Count the lines in the data below that contain the string "colonnade", treating uppercase and lowercase as different. Give only the number.

--- Start Material supplied ---

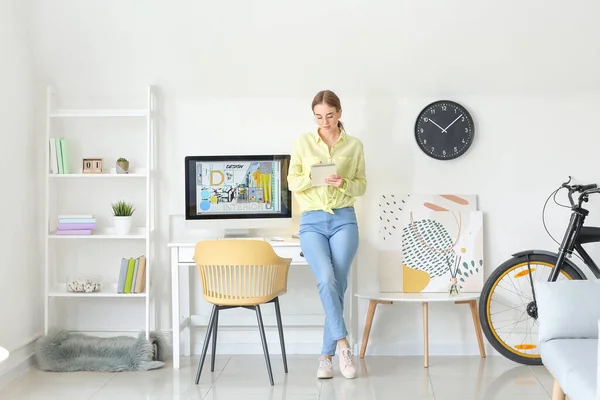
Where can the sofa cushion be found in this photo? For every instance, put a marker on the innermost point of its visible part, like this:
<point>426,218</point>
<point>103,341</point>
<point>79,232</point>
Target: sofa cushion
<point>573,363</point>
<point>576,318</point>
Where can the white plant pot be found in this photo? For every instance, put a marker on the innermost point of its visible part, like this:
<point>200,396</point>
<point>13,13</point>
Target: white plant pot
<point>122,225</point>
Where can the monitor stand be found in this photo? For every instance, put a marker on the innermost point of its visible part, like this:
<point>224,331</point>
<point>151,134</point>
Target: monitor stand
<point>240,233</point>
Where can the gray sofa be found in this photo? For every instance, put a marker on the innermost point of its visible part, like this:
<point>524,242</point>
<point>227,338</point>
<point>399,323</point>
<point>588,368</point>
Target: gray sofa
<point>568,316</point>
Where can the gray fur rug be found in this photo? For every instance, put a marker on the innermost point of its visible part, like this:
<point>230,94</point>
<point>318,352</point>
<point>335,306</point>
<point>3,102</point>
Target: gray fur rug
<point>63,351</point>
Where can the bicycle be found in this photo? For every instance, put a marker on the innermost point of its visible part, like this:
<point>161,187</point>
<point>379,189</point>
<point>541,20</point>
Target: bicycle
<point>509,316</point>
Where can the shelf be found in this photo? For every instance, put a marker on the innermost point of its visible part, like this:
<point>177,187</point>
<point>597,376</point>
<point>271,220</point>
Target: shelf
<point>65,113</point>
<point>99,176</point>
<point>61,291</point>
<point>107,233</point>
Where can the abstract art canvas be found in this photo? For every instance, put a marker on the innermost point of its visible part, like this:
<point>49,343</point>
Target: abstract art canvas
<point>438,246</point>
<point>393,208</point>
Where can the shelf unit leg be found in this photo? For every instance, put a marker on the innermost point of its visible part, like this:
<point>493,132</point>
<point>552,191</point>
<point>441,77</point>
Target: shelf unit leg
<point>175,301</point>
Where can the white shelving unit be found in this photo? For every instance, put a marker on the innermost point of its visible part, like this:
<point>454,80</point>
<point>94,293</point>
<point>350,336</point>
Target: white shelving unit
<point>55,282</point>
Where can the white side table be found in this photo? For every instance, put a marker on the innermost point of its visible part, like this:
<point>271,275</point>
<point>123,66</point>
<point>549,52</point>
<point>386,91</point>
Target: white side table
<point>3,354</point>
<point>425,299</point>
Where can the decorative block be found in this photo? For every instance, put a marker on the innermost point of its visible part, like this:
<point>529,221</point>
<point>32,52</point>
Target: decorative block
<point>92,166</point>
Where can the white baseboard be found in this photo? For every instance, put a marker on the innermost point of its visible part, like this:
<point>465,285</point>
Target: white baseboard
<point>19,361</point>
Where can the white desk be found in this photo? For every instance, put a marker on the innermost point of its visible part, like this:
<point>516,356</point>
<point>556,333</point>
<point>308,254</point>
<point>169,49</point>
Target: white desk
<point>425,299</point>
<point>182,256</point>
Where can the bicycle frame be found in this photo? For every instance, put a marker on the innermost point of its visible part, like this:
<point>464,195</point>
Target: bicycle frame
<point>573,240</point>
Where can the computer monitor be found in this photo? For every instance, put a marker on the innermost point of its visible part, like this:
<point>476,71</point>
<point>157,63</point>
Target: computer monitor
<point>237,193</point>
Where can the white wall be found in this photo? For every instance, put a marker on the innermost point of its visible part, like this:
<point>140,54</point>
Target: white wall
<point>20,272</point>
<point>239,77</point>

--- End Material supplied ---
--- Start Material supplied ---

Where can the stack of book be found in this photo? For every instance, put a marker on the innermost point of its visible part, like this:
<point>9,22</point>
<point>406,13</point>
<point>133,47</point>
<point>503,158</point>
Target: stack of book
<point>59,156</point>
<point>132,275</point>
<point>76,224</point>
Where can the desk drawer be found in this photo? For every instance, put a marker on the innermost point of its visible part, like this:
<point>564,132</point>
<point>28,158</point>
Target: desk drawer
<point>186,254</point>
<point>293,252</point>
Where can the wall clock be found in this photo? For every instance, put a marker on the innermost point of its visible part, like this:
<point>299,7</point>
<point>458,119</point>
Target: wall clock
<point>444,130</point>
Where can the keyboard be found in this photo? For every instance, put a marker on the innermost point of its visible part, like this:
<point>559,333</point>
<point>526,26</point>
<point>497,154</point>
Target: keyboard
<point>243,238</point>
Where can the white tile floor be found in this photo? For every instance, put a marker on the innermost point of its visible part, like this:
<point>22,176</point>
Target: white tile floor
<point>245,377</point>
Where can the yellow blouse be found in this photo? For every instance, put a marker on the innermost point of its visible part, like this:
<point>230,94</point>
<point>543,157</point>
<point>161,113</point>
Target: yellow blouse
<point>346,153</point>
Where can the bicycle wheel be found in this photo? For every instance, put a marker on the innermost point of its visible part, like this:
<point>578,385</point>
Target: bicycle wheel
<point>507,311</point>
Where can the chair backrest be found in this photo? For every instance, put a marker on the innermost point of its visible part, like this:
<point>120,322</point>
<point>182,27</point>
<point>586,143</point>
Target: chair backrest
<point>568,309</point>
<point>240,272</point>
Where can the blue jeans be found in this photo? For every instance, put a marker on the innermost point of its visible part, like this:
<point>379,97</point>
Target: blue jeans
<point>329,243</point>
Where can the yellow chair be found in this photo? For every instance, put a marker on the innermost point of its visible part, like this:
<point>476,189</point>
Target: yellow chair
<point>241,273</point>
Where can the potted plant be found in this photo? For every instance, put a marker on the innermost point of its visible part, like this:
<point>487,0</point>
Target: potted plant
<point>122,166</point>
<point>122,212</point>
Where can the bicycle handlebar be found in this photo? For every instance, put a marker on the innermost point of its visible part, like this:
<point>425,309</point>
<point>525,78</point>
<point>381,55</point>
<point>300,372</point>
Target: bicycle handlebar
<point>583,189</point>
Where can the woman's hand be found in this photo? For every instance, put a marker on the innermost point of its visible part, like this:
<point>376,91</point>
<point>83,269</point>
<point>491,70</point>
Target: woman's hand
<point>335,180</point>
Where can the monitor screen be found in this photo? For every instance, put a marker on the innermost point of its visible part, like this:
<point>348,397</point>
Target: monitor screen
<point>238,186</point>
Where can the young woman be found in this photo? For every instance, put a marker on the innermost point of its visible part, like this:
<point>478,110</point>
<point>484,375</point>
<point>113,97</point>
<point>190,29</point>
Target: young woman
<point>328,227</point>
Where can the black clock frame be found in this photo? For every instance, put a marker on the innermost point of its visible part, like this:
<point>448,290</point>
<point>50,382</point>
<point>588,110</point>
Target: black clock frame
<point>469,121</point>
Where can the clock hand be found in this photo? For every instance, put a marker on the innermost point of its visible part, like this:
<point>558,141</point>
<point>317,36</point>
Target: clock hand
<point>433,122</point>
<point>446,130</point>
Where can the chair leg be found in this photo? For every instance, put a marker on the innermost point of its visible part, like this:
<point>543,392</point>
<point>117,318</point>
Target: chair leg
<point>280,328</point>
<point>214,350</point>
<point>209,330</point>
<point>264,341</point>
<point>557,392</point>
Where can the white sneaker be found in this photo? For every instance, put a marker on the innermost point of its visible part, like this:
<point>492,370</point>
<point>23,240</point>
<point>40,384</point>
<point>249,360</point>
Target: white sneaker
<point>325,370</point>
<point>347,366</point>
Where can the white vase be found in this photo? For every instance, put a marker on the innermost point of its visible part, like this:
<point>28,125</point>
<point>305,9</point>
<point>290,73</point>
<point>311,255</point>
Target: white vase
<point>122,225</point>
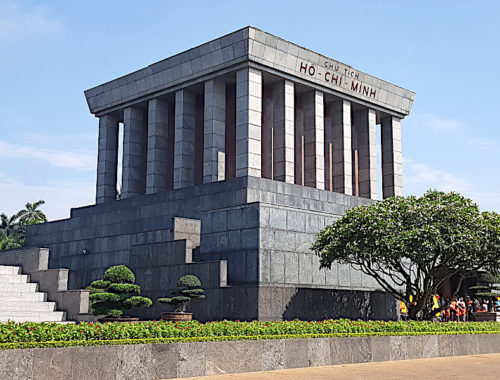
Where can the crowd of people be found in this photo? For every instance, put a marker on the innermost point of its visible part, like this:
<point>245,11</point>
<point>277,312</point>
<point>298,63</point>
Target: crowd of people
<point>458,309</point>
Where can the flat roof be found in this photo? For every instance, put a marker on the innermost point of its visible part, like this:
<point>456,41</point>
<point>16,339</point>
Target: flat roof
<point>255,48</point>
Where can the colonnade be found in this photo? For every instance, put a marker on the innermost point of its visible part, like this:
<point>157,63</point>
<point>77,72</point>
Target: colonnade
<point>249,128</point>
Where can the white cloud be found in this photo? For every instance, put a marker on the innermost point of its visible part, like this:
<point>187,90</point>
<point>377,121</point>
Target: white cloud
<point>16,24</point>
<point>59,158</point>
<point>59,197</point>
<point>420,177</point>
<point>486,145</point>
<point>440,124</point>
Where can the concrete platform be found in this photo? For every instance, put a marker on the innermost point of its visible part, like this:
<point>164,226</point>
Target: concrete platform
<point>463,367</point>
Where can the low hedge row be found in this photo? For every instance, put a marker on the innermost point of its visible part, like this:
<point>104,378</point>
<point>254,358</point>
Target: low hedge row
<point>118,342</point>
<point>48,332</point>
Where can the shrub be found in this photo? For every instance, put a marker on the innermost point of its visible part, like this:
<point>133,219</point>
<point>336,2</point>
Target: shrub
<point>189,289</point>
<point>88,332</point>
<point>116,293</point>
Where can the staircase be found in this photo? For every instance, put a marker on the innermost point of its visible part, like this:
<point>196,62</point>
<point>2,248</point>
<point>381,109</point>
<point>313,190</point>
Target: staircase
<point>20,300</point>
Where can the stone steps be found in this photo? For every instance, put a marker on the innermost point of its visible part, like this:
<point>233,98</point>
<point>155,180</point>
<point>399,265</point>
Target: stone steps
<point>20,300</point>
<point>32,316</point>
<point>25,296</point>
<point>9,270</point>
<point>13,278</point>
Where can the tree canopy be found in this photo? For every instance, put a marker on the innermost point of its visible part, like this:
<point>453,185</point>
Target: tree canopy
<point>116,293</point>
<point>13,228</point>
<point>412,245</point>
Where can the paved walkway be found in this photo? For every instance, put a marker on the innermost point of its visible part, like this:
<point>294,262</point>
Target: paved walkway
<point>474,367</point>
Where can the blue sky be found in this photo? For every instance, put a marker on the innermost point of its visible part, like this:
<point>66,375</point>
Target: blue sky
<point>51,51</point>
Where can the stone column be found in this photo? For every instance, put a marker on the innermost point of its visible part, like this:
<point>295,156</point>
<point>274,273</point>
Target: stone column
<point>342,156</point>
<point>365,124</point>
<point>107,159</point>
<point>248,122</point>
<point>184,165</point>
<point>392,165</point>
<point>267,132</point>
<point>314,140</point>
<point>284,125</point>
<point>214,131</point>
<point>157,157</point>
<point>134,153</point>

--- End Material supplied ---

(Answer below):
2